Page text:
Even though he “was as much opposed to [Black jurors] as anybody,” the former Army lieutenant believed the 1866 Civil Rights Act, which Congress, in May 1870, reenacted under the Fourteenth Amendment’s enforcement clause, “provides there shall be no distinction on this question.” Davenport “didn’t want to force negroes on juries but thought that under the laws of the United States, they had rights there, and we had no right to debar them.” Many White folk shared similar misgivings. In July 1865, Ohio Republican congressman James Garfield confessed privately that he harbored “a strong feeling of repugnance when I think of the negro being made our political equal and I would be glad if they could be colonized, sent to heaven, or got rid of in any decent way. . . . But colonization has proved a hopeless failure everywhere.” And thus men like Davenport held their nose and downed their gruel.

After a long day of debating the bill, Davenport, a slender-faced White man with full dark hair and a mustache, sat in a barber’s chair. As Black men waited on him, he remarked, “Well, if you niggers know how much I have done for you today, you would wait on me for nothing.” Caste preservationists, though, resuscitated the bill. The Charleston Courier advised readers that “it was hardly consistent to provide for securing intelligent jurors . . . and then flood the jury boxes with ignorance by admitting negroes indiscriminately.”

On February 19, 1873, rancorous debate erupted in the capitol. Representative John J. Thompson commanded the floor and offered his worldview to his colleagues, elbowing them toward the realm of racial subordination.

“Mr. Speaker,” he said, “I want it understood that I am opposed to nigger jurors. I will never consent to make them the equal of the white man. I have many reasons for my position; the most important of which is because a nigger is a nigger. . . . For my part, sir, I would rather have no juries at all than to force white men to sit with them.”

Data records:
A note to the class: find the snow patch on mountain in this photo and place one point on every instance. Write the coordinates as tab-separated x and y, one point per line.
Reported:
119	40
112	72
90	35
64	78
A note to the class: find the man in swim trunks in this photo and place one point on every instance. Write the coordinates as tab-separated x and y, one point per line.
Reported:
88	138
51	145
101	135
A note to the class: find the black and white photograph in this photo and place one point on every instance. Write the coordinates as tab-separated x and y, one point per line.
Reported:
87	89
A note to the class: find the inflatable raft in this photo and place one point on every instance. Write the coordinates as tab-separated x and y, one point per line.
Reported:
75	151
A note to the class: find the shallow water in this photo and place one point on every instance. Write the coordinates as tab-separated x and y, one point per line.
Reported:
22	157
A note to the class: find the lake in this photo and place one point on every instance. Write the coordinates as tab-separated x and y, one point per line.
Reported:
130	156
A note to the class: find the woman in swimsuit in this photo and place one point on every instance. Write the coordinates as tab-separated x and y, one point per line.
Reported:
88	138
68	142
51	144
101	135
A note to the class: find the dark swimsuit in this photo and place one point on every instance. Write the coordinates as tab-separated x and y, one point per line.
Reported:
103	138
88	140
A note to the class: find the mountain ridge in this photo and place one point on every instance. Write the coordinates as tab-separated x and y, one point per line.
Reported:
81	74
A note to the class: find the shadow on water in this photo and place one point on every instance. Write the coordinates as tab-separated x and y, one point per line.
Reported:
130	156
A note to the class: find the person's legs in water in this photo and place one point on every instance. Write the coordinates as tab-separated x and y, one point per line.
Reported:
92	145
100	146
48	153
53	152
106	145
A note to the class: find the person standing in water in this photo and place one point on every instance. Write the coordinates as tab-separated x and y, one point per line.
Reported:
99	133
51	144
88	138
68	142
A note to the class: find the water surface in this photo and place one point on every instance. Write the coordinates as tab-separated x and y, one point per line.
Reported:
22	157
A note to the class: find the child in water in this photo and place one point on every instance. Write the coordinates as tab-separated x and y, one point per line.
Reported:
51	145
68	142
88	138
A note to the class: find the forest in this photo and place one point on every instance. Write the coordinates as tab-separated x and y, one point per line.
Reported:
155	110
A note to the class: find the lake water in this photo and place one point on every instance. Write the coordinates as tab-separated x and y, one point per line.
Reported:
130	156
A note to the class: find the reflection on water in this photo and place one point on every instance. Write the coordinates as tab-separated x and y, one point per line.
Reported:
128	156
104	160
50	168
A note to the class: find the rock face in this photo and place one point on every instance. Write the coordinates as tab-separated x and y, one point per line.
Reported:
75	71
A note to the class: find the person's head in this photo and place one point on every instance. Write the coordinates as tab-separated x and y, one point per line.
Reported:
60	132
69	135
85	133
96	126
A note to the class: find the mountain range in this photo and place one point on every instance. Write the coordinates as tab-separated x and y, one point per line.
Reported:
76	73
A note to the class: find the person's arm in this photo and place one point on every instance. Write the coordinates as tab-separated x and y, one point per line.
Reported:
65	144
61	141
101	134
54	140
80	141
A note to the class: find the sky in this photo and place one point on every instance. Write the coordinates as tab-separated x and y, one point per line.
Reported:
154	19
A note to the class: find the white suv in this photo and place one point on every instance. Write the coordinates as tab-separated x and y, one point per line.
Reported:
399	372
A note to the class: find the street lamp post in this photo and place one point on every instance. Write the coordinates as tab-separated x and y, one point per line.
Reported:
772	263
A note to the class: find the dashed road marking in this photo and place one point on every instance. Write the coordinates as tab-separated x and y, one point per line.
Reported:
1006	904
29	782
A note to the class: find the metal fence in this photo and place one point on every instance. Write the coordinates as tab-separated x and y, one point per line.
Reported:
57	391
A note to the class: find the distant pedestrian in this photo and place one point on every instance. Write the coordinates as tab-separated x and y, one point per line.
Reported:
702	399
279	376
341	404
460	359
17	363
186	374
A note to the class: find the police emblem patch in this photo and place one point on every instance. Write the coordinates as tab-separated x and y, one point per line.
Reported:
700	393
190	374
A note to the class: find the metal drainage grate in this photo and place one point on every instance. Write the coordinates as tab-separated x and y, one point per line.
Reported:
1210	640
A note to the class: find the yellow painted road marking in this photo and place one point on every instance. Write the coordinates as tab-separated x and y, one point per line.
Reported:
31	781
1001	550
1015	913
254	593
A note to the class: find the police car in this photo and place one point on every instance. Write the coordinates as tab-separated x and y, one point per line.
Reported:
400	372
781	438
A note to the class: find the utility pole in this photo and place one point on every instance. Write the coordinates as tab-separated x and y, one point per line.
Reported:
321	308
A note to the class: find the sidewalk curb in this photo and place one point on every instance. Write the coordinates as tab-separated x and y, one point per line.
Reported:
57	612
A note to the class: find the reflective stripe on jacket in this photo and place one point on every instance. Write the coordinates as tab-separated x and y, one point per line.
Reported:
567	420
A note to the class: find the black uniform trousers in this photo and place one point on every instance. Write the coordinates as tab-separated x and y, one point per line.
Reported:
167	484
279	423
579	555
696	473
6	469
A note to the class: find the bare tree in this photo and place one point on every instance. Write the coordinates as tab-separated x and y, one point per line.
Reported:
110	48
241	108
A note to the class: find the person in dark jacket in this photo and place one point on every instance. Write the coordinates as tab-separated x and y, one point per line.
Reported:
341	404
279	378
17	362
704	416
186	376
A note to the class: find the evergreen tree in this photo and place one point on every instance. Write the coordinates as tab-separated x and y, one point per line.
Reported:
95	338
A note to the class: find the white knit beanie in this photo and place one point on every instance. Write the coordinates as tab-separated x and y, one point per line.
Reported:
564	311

To do:
1 - Swap "bill" for "measure" in the jury-debate text, then write out the stretch from "After a long" through "of racial subordination." with that change.
2 - Answer these from the jury-debate text:
(a) In what month and year did Congress reenact the 1866 Civil Rights Act under the Fourteenth Amendment's enforcement clause?
(b) Which newspaper advised readers against admitting Black jurors indiscriminately?
(c) On what date did rancorous debate erupt in the capitol?
The records are separate material from the jury-debate text.

Full answers:
1 -
After a long day of debating the measure, Davenport, a slender-faced White man with full dark hair and a mustache, sat in a barber’s chair. As Black men waited on him, he remarked, “Well, if you niggers know how much I have done for you today, you would wait on me for nothing.” Caste preservationists, though, resuscitated the measure. The Charleston Courier advised readers that “it was hardly consistent to provide for securing intelligent jurors . . . and then flood the jury boxes with ignorance by admitting negroes indiscriminately.”

On February 19, 1873, rancorous debate erupted in the capitol. Representative John J. Thompson commanded the floor and offered his worldview to his colleagues, elbowing them toward the realm of racial subordination.

2 -
(a) May 1870
(b) The Charleston Courier
(c) February 19, 1873